* [TASK DETAILS]
Transcribe the records below without any change, starting at the line that contains "Target: rear passenger window" and continuing through the end of the records.

— begin —

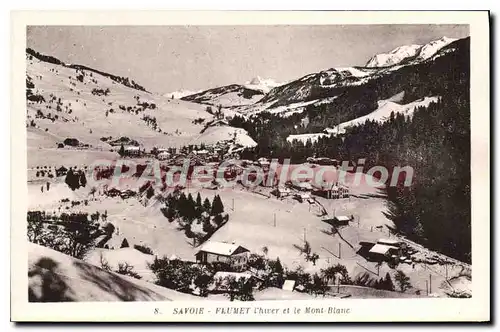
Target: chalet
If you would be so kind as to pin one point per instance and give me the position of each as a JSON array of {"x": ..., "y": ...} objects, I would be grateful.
[
  {"x": 127, "y": 193},
  {"x": 222, "y": 278},
  {"x": 201, "y": 153},
  {"x": 61, "y": 171},
  {"x": 336, "y": 191},
  {"x": 382, "y": 251},
  {"x": 281, "y": 192},
  {"x": 229, "y": 253},
  {"x": 342, "y": 220},
  {"x": 390, "y": 242},
  {"x": 113, "y": 192},
  {"x": 132, "y": 150},
  {"x": 270, "y": 180},
  {"x": 338, "y": 220},
  {"x": 302, "y": 186},
  {"x": 163, "y": 155}
]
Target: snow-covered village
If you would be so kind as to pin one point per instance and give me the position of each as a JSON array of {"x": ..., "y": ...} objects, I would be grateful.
[{"x": 325, "y": 182}]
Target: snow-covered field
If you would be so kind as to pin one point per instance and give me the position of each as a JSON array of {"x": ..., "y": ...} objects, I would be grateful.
[{"x": 71, "y": 110}]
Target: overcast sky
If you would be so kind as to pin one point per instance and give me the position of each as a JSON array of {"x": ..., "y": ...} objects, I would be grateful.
[{"x": 170, "y": 58}]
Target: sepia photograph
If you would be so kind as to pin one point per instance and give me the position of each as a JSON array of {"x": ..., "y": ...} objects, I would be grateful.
[{"x": 250, "y": 164}]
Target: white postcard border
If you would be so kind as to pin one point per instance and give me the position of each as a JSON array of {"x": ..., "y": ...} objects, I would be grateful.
[{"x": 476, "y": 308}]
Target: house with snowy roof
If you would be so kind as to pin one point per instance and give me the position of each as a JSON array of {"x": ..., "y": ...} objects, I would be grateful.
[{"x": 228, "y": 253}]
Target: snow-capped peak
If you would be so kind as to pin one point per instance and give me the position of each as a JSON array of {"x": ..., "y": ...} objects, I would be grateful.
[
  {"x": 406, "y": 52},
  {"x": 180, "y": 93},
  {"x": 395, "y": 56},
  {"x": 431, "y": 48},
  {"x": 264, "y": 85}
]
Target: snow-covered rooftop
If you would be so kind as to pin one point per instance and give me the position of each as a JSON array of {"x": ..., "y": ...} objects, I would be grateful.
[
  {"x": 381, "y": 249},
  {"x": 221, "y": 248}
]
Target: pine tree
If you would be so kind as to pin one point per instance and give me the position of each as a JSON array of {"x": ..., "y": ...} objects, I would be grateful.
[{"x": 388, "y": 284}]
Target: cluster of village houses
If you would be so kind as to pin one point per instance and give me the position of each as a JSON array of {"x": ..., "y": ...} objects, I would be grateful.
[{"x": 384, "y": 250}]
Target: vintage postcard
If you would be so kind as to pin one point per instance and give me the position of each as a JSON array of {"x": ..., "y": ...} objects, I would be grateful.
[{"x": 250, "y": 166}]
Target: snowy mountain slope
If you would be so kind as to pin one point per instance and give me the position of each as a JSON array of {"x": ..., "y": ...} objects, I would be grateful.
[
  {"x": 395, "y": 56},
  {"x": 225, "y": 133},
  {"x": 262, "y": 84},
  {"x": 334, "y": 82},
  {"x": 384, "y": 110},
  {"x": 409, "y": 52},
  {"x": 227, "y": 96},
  {"x": 56, "y": 277},
  {"x": 88, "y": 106},
  {"x": 381, "y": 114},
  {"x": 180, "y": 93},
  {"x": 65, "y": 101}
]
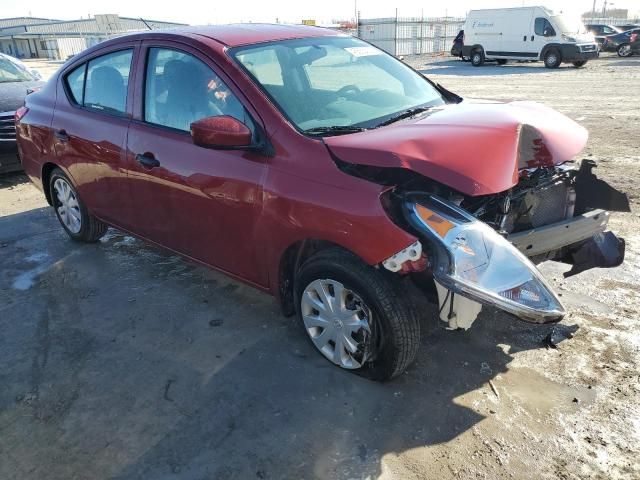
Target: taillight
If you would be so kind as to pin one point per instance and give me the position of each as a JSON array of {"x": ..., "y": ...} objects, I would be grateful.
[{"x": 20, "y": 113}]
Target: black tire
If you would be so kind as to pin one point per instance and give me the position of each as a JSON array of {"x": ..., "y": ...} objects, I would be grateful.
[
  {"x": 395, "y": 331},
  {"x": 552, "y": 58},
  {"x": 477, "y": 57},
  {"x": 624, "y": 50},
  {"x": 91, "y": 229}
]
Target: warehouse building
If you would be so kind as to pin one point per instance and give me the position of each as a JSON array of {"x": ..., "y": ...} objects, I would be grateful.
[{"x": 28, "y": 37}]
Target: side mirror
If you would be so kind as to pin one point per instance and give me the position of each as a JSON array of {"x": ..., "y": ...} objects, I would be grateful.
[{"x": 222, "y": 132}]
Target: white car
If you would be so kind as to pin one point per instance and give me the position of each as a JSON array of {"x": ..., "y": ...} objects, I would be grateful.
[{"x": 527, "y": 33}]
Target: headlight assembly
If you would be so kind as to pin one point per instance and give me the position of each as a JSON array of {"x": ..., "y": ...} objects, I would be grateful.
[{"x": 472, "y": 259}]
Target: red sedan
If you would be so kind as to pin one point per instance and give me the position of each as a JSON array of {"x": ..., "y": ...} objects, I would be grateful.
[{"x": 318, "y": 168}]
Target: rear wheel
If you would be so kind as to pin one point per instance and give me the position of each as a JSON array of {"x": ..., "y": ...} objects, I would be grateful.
[
  {"x": 79, "y": 224},
  {"x": 356, "y": 316},
  {"x": 624, "y": 50},
  {"x": 477, "y": 58},
  {"x": 552, "y": 58}
]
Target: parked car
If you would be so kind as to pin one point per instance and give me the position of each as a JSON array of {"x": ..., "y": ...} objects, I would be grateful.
[
  {"x": 316, "y": 167},
  {"x": 458, "y": 43},
  {"x": 526, "y": 33},
  {"x": 628, "y": 26},
  {"x": 600, "y": 31},
  {"x": 16, "y": 80},
  {"x": 619, "y": 43},
  {"x": 634, "y": 43}
]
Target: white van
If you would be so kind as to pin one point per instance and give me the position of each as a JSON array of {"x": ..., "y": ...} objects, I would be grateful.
[{"x": 526, "y": 33}]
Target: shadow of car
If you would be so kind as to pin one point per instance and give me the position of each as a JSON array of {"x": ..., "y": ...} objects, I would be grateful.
[{"x": 619, "y": 42}]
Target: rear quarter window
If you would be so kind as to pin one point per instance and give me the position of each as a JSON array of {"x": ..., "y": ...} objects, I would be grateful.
[{"x": 75, "y": 84}]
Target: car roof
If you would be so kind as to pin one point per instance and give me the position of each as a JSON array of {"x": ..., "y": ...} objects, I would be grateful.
[{"x": 234, "y": 35}]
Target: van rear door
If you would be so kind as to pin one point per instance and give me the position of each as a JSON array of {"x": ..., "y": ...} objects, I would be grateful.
[{"x": 518, "y": 38}]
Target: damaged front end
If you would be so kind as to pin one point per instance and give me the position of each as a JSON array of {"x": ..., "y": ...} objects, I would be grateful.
[
  {"x": 490, "y": 191},
  {"x": 483, "y": 250}
]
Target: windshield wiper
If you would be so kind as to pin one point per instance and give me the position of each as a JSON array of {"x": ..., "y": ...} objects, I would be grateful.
[
  {"x": 334, "y": 130},
  {"x": 406, "y": 114}
]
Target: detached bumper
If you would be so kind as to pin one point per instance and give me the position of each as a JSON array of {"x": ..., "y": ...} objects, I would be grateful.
[{"x": 581, "y": 241}]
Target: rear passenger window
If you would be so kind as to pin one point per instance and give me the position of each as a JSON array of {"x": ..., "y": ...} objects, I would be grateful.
[
  {"x": 107, "y": 79},
  {"x": 75, "y": 81}
]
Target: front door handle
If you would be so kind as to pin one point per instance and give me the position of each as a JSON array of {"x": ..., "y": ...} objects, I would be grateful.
[
  {"x": 62, "y": 135},
  {"x": 147, "y": 160}
]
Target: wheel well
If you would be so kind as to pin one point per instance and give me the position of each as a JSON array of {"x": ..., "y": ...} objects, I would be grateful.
[
  {"x": 47, "y": 168},
  {"x": 550, "y": 47},
  {"x": 290, "y": 262}
]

— end —

* [ANSWER TO THE PROBLEM]
Target: rear passenger window
If you would be so kind as to pin one point per instance and give me the position of each as a JSON array of {"x": ..., "y": ...} objects, I would be grateful.
[
  {"x": 107, "y": 79},
  {"x": 75, "y": 81}
]
Target: front door handle
If you would be so kind as to pin one point per instance and give me the position of each as a JSON array of {"x": ..., "y": ...} objects, I would be grateful.
[
  {"x": 62, "y": 135},
  {"x": 147, "y": 160}
]
Target: wheel well
If you would be so kind as to pin one point per instance and give me the position of each as a JSON array of {"x": ..., "y": ...} objects, I would be grateful.
[
  {"x": 47, "y": 168},
  {"x": 550, "y": 47},
  {"x": 290, "y": 262}
]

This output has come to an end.